**Directions:**
Copy out the stretch of entries from the line containing "point per instance: distant" through the end of the entries, and leave out any pictures.

◆ ◆ ◆ ◆ ◆

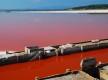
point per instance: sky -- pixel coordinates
(47, 4)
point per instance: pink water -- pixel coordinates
(18, 30)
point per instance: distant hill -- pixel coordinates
(97, 6)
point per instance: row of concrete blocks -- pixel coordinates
(77, 49)
(56, 52)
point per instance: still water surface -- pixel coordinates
(18, 30)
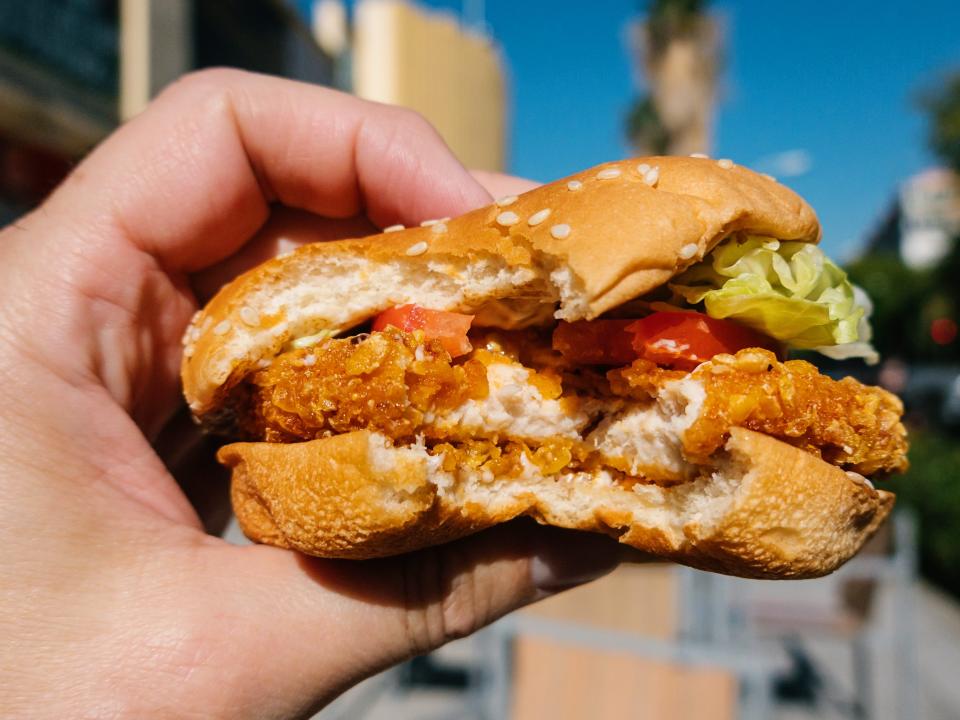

◆ ◆ ◆ ◆ ◆

**Result of the exercise:**
point per instance: distant hill -- pixel coordinates
(97, 6)
point per instance: row of concrete blocks -- pixel coordinates
(77, 49)
(56, 52)
point per instance: still water surface -- pixel coordinates
(18, 30)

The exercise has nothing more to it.